**Aim**
Could you rewrite the records below, swapping each "even-odd" for "nonzero" and leaving everything else untouched?

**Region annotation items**
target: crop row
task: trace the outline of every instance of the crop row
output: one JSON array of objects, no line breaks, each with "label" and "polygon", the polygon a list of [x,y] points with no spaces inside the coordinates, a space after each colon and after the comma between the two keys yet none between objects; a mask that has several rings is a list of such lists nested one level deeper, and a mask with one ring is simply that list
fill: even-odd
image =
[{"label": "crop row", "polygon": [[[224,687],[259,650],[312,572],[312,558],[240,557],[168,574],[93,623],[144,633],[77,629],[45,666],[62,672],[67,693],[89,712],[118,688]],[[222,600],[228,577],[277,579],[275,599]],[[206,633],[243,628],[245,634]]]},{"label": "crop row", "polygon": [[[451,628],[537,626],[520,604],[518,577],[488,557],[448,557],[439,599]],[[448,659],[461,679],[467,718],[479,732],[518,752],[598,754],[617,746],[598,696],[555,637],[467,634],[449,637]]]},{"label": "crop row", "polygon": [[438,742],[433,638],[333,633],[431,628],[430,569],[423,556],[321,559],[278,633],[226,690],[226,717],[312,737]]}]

**Written answer**
target: crop row
task: trace the outline of every instance of the crop row
output: one JSON array of objects, no line breaks, each with "label" and "polygon", the polygon a list of [x,y] points with no spaces inside the coordinates, a space after each colon and after the comma between the two keys yet none between objects; a mask that has several rings is a list of such lists nested one level deeper, and a mask with one ring is simply that list
fill: nonzero
image =
[{"label": "crop row", "polygon": [[[224,687],[259,650],[312,572],[312,558],[240,557],[168,574],[93,623],[144,633],[77,629],[45,666],[62,672],[67,693],[89,712],[118,688]],[[222,600],[228,577],[277,579],[275,599]],[[206,633],[243,628],[245,634]]]},{"label": "crop row", "polygon": [[[451,628],[537,626],[520,604],[518,577],[488,557],[448,557],[439,599]],[[448,659],[461,679],[467,718],[479,732],[518,752],[598,754],[617,746],[598,696],[555,637],[467,634],[449,637]]]},{"label": "crop row", "polygon": [[438,742],[433,638],[333,633],[431,628],[430,569],[423,556],[321,559],[278,633],[226,690],[226,717],[312,737]]}]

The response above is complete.